◆ Instructions for the task: Print each entry in full, word for word, with no pictures in the result.

(Records from a data source)
******

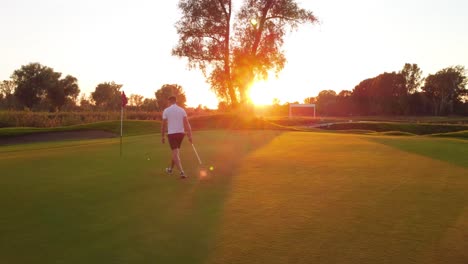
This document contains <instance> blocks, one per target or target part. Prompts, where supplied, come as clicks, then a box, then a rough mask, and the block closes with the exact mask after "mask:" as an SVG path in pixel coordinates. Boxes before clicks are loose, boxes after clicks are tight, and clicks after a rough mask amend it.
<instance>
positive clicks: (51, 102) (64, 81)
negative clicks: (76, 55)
mask: <svg viewBox="0 0 468 264" xmlns="http://www.w3.org/2000/svg"><path fill="white" fill-rule="evenodd" d="M79 93H80V88H79V87H78V80H77V79H76V78H75V77H73V76H71V75H67V76H66V77H65V78H64V79H61V80H58V82H57V83H56V85H54V86H51V87H50V88H49V90H48V91H47V99H48V100H49V103H50V109H51V110H60V109H61V108H62V107H63V106H64V105H65V104H66V103H67V102H68V103H70V102H76V99H77V97H78V95H79Z"/></svg>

******

◆ Task result:
This document contains <instance> blocks, one per target or target part. Prompts, where supplied, come as clicks, then a box, then a rough mask, and the block closes with the exact mask after "mask:" as an SVG path in pixel coordinates. Boxes before clicks are loose, boxes after clicks are tight, and clicks after a rough mask amend it.
<instance>
positive clicks: (51, 102) (64, 81)
negative clicks: (76, 55)
mask: <svg viewBox="0 0 468 264" xmlns="http://www.w3.org/2000/svg"><path fill="white" fill-rule="evenodd" d="M79 93H80V88H79V87H78V80H77V79H76V78H75V77H73V76H71V75H67V76H66V77H65V78H64V79H61V80H58V82H57V83H56V85H54V86H51V87H50V88H49V90H48V91H47V99H48V100H49V103H50V109H51V110H60V109H61V108H62V107H63V106H64V105H65V104H66V103H67V102H68V103H70V102H76V99H77V97H78V95H79Z"/></svg>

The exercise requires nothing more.